**EXERCISE AIM:**
Reproduce each of the rows below word for word, and omit the pictures from your copy.

======== PROVIDED ENTRIES ========

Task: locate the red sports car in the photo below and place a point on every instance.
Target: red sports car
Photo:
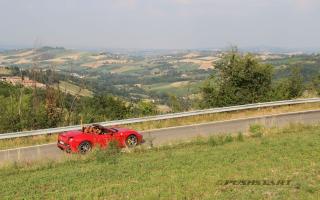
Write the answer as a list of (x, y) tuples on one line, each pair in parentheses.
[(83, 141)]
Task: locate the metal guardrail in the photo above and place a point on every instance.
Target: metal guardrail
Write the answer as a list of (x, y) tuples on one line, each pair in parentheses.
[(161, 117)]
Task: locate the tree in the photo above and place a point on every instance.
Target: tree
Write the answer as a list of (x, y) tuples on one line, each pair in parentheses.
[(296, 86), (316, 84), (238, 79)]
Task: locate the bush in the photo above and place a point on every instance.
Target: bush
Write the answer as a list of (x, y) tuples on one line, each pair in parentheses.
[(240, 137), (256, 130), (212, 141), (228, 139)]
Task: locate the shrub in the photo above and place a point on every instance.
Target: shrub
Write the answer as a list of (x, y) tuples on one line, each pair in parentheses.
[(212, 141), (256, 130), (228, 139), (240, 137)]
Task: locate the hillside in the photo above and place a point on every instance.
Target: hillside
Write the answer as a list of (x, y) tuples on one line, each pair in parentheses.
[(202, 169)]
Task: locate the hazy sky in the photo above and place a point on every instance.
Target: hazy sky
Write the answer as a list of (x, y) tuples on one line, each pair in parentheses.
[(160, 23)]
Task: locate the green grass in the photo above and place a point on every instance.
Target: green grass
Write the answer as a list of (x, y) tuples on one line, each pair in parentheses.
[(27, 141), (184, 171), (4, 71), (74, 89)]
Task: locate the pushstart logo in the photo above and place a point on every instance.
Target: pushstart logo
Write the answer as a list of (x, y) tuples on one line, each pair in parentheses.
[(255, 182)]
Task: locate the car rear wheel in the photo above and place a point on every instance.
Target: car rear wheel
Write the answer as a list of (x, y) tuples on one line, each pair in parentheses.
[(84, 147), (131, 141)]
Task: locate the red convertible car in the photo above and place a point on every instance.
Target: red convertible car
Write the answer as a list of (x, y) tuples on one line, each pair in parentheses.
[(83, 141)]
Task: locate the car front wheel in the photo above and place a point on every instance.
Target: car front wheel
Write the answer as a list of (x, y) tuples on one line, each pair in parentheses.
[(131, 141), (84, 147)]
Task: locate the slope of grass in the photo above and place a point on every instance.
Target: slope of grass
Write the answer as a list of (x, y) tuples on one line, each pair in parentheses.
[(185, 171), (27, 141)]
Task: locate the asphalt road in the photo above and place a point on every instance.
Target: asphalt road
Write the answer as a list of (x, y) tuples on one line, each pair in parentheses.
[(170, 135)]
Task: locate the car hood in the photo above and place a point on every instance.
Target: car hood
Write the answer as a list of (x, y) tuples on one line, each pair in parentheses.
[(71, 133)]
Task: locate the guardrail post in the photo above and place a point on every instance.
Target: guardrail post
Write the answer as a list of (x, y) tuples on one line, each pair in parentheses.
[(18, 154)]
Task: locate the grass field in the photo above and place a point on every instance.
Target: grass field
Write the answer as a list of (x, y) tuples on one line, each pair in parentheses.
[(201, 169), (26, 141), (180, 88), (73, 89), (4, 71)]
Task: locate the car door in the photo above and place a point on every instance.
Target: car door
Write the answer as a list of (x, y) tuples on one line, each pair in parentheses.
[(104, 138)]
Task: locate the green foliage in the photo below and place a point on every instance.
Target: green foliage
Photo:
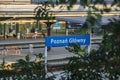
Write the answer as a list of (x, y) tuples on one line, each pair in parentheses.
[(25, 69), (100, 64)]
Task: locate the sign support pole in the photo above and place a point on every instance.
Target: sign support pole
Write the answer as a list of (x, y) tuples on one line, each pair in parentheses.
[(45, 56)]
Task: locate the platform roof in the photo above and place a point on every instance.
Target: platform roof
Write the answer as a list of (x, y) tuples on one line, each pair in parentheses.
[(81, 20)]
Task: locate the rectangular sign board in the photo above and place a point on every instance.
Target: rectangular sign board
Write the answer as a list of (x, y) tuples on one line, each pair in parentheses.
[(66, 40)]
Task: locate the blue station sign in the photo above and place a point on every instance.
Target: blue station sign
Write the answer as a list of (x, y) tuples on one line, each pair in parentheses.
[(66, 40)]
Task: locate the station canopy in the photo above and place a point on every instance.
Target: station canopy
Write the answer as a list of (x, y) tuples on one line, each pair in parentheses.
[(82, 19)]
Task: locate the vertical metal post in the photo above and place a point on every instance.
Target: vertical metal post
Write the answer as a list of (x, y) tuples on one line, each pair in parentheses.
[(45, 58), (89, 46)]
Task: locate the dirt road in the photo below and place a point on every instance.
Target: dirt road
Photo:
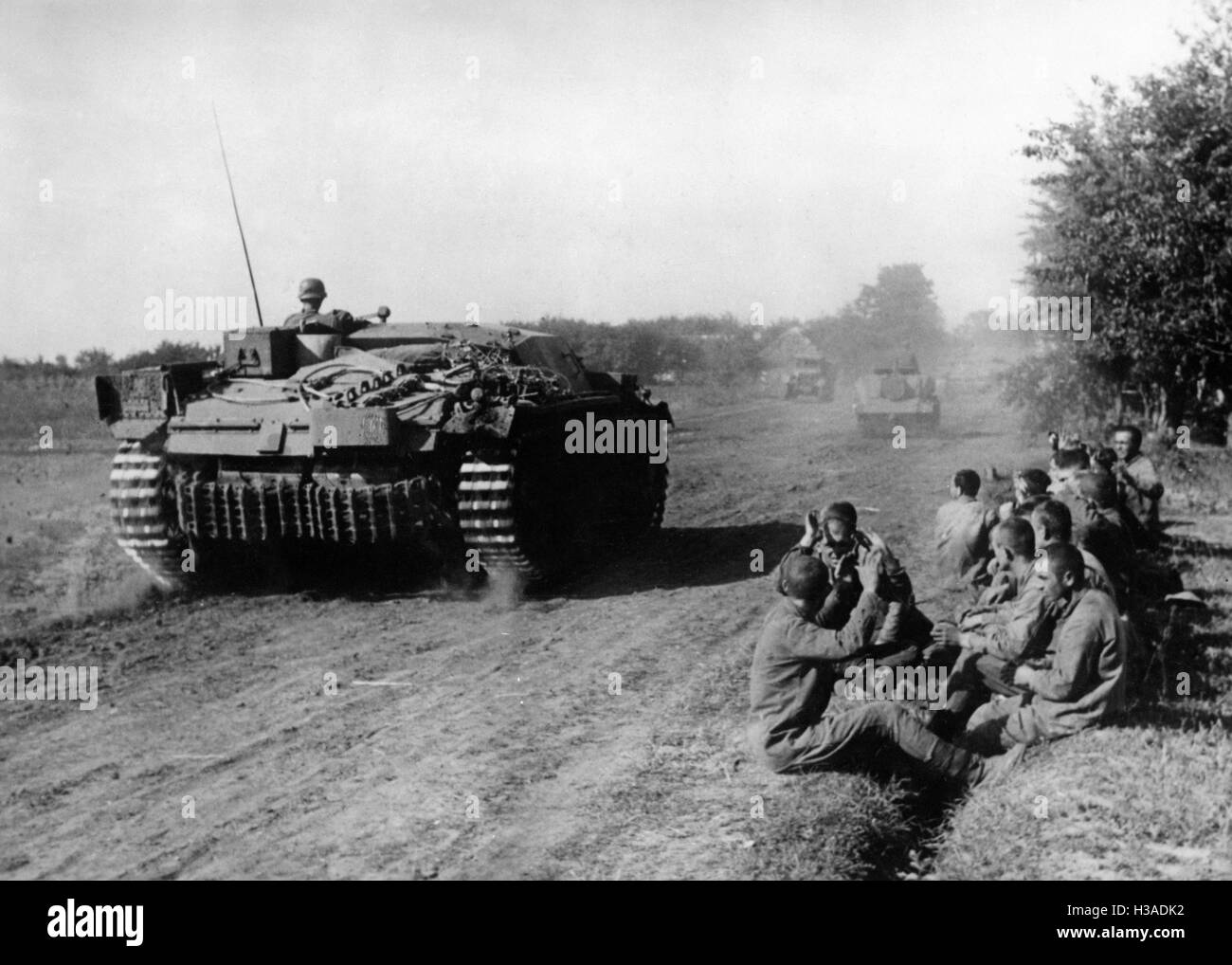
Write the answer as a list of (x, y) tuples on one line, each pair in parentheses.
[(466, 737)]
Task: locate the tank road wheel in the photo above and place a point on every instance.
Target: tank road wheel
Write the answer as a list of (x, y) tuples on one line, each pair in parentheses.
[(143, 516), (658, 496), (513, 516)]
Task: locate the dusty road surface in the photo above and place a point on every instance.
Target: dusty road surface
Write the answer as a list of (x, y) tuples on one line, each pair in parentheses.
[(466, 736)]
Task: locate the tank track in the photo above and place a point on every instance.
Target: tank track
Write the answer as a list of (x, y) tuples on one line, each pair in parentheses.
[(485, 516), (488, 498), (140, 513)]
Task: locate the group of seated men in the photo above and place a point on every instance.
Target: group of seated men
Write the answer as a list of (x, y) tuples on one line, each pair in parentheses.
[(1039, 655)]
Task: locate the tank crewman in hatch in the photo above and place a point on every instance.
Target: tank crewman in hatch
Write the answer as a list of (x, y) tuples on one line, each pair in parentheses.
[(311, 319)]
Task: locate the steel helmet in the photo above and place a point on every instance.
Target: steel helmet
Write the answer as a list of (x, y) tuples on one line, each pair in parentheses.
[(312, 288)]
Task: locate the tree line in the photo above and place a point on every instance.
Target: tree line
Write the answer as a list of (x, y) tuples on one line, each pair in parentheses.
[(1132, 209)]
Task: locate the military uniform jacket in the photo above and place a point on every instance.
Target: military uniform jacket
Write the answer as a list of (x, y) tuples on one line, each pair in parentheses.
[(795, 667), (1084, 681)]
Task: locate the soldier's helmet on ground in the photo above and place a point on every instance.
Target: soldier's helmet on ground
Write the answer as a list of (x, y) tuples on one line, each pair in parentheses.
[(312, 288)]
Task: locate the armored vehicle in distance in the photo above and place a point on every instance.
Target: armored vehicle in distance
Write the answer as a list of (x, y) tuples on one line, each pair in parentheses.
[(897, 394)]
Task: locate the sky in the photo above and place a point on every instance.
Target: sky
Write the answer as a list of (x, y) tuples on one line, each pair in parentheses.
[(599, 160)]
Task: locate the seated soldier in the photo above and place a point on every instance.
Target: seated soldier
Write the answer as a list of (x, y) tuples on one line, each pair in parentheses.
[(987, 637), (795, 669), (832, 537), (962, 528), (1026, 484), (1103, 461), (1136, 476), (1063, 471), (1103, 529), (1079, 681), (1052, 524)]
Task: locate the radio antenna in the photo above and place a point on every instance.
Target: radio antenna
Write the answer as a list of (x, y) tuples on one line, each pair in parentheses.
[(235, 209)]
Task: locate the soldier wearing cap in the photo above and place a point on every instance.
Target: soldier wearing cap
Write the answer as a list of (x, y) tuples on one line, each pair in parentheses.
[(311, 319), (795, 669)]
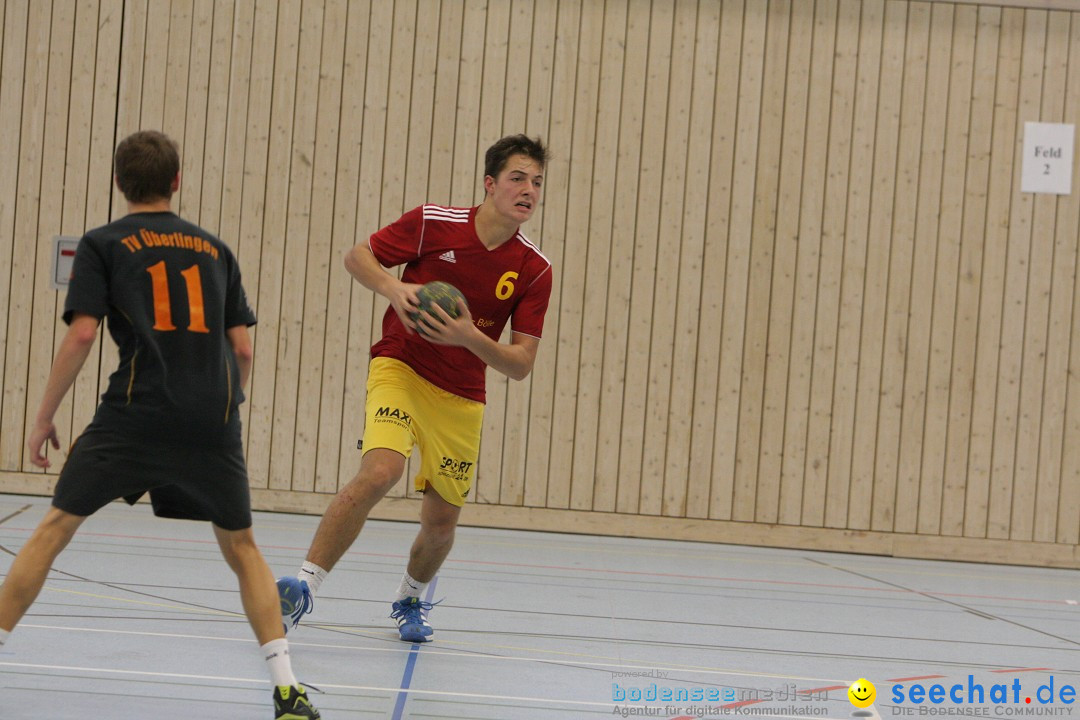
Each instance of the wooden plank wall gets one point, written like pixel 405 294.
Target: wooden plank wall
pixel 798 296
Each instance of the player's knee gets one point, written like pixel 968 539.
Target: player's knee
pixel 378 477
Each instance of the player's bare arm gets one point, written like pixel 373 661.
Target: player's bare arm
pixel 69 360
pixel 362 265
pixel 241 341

========

**ANSWER FOR THIS EXERCISE:**
Task: locate the red sports car in the photo below and place a point on every instance.
Target: red sports car
Photo:
Write the answer as a list of (x, y) tuples on one line, each pair in parentheses.
[(83, 141)]
Task: locate the metal guardrail in the photo above and place a point on every instance.
Target: metal guardrail
Write the answer as a list of (x, y) tuples on one line, each pair in parentheses.
[(161, 117)]
Task: locate the tree in the photo above and place a point on every instance.
Target: tree
Write the answer as a list of (x, y) tuples on one line, each pair in parentheses.
[(296, 86), (316, 84), (238, 79)]
Task: locate the bush in the photo above and place a point on every instance.
Target: bush
Write the answer as a list of (x, y) tuples on one line, each pair in parentheses.
[(240, 137), (256, 130), (212, 141), (228, 139)]
Task: locate the shrub in the photo above and place a point on every instance.
Target: shrub
Write the answer as a list of (x, y) tuples on one line, each pair in parentheses.
[(212, 141), (256, 130), (228, 139), (240, 137)]
Task: locate the hillside in the photo above and place a point on every instance.
Target: hillside
Write the answer as a list of (x, y) tuples on one line, each pair in parentheses.
[(202, 169)]
Task: locate the hazy sky in the photo above and place a point on every instance.
Target: hazy sky
Write the answer as a list of (x, y) tuples on one line, each pair in parentheses.
[(160, 23)]
Task: locate the green grass in the photo above and place a point on every instance.
Target: green grass
Write the answer as a list of (x, y) tuples on one line, each pair in parentheses.
[(27, 141), (184, 171), (4, 71), (74, 89)]
Task: locate the pushstart logo in the photo above and place a point on every instance.
Target: pushstart logo
Write the answer as a list of (x, y) tuples on one line, each pair in parentheses.
[(255, 182)]
Task: locate the car rear wheel in the photo above and place a point on every instance.
Target: car rear wheel
Write the answer as a list of (x, y) tuples on one line, each pair in parentheses.
[(84, 147), (131, 141)]
Task: locate the red convertible car in the photo above and place a point on every instance.
Target: red convertible car
Write the answer as a list of (x, y) tuples on one line, each pair in parentheses.
[(83, 141)]
Task: locate the car front wheel in the photo above and place a point on every instance.
Target: car front wheel
Write the answer as a list of (x, y) tuples on one line, each pair in parentheses.
[(131, 141), (84, 147)]
Task: locate the slope of grass in the photo above and place a point on every instance.
Target: slope of grass
Write the answer as a list of (x, y) tuples on one line, each pair in parentheses.
[(185, 171), (27, 141)]
Task: locate the asphalt road in the photo above and place a point on every instance.
Target: asphalt road
Write the answer as a list of (x, y) tuples on one line, each pair in parentheses.
[(170, 135)]
Task: locate the car hood in the photo above and place a point on every instance.
Target: car hood
Write the answer as a list of (x, y) tuples on one line, each pair in parentheses.
[(71, 133)]
Task: locate the guardrail post in the photo above and place a point on every instance.
Target: guardrail post
Write the answer as a list of (x, y) tuples on one line, each pair in parentheses.
[(18, 154)]
Task: locate the grass field in the photo above and place a point on every instance.
Target: grass field
Write the answer as a list of (x, y) tuples on one line, each pair in parentheses.
[(201, 169), (26, 141), (180, 88), (73, 89), (4, 71)]
Task: locate the car door in the photo above and place a point on every instance.
Target: car door
Write the answer as a list of (x, y) tuples on one line, each pair in parentheses.
[(104, 138)]
Task: locate the green foliage in the photo below and place a point on every instance.
Target: green foliage
Photo:
Write the answer as a list of (x, y) tuples on one line, each pair in parentheses.
[(25, 69), (100, 64)]
Task: locate the sign support pole in the photo above and place a point on every instance.
Target: sign support pole
Write the answer as a list of (x, y) tuples on one line, each pair in parentheses.
[(45, 56)]
Task: locate the platform roof in the photo above and place a point on every instance.
Target: platform roof
Write the answer as a list of (x, y) tuples on one line, each pair in parentheses.
[(81, 20)]
Task: locate the rectangular sign board in the photo above and place a point on every instance.
Target: rectangular sign board
Write the answer as a list of (x, y) tuples on one line, each pair in parentheses.
[(66, 40)]
Task: locate the blue station sign in the photo above and place a point on every instance.
Target: blue station sign
Write the answer as a list of (x, y) tuples on one line, each pair in parentheses.
[(66, 40)]
Task: locate the station canopy in the photo above and place a point on every instance.
Target: station canopy
Write the answer as a list of (x, y) tuples on one line, each pair in parentheses.
[(82, 19)]
Task: locate the vertical metal post in the photo above and place a point on every instance.
Target: vertical metal post
Write the answer as a list of (x, y) tuples on one line, each pair in parentheses.
[(45, 58), (89, 46)]
Task: locate the dirt road in the photo below and place a point on every instance.
Target: dirt road
Photo:
Write the answer as a list of (x, y) tuples on one line, each pair in parentheses.
[(466, 737)]
Task: locate the tank road wheel in the photo above and place a point on every instance.
Target: tank road wheel
Write the answer as a list of (x, y) tuples on one line, each pair in parentheses.
[(143, 516), (658, 496), (513, 516)]
Task: locate the dusty road surface in the photo above and place a point on every instance.
Target: dusty road surface
Write the answer as a list of (x, y) tuples on one line, each pair in parentheses.
[(466, 736)]
Task: locate the tank track in the photo above and place a point on every instance.
Target: tank track
Write the answer as a list of (x, y) tuples on one line, each pair in parentheses.
[(485, 516), (488, 498), (140, 513)]
Task: locate the group of seated men in the photo above and place a point on every instance.
Target: group of seated men
Write the answer as a list of (x, y) tuples on one line, each pair in parentheses.
[(1039, 655)]
Task: locate the tank crewman in hatch in the photo above and place a point on every instance.
Target: tank crewman in hatch
Write the answer as a list of (x, y) tuples on one line, each pair in parentheses.
[(311, 319)]
Task: locate the steel helmet in the photo above and place a point on every instance.
Target: steel helmet
Write the answer as a list of (x, y) tuples on one line, each pair in parentheses.
[(312, 288)]
Task: locate the tree line in the photo above and place a point on every instance.
Target: tree line
Write the answer as a list of (x, y) tuples on one line, each pair in parentheses.
[(1132, 209)]
Task: locate the military uniform jacket in the photo above and place a point on every instance.
Target: military uniform jacket
Write the answer as a list of (x, y) tuples on one line, each pair in parentheses.
[(795, 667), (1084, 681)]
Task: locate the soldier's helmet on ground in the photo above and place a point on every instance.
Target: soldier's helmet on ground
Write the answer as a list of (x, y) tuples on one line, each pair in parentheses.
[(312, 288)]
Task: locate the armored vehicle in distance in the photo above and place a point on every instance.
Target: armored vehicle in distance
Write the answer as a list of (x, y) tuples on one line, each pair in parentheses.
[(897, 394)]
Task: locate the sky in the photo above and place a point on every instance.
Target: sky
Write the answer as a list of (x, y) tuples on one line, each pair in parentheses.
[(599, 160)]
Task: locate the seated soldier in the photo above and place a point on every instance.
Target: seated soldier
Write the answer as a list of (x, y) tuples on one line, each pair in parentheses.
[(987, 637), (795, 669), (832, 537), (962, 528), (1026, 484), (1103, 461), (1136, 476), (1063, 471), (1103, 529), (1079, 681), (1052, 524)]
Task: locate the radio antenna in the photo above and place a point on every instance.
Target: radio antenna
Write the answer as a list of (x, y) tuples on one line, each pair in parentheses.
[(235, 209)]
Task: locate the soldier wearing cap in the photo above and place a point on every instance.
Target: soldier wearing cap
Write the answer as a list of (x, y) tuples on one line, each pair in parentheses.
[(311, 319), (795, 669)]
Each instance of the wooden plank wall gets one point, written like pixel 405 294.
Target: wooden plank wall
pixel 798 296
Each instance of the player's knee gets one point, written like pixel 968 539.
Target: player's knee
pixel 378 477
Each instance of the player's bare arm gets one point, written like pixel 373 661.
Target: player's bare arm
pixel 69 360
pixel 362 265
pixel 241 341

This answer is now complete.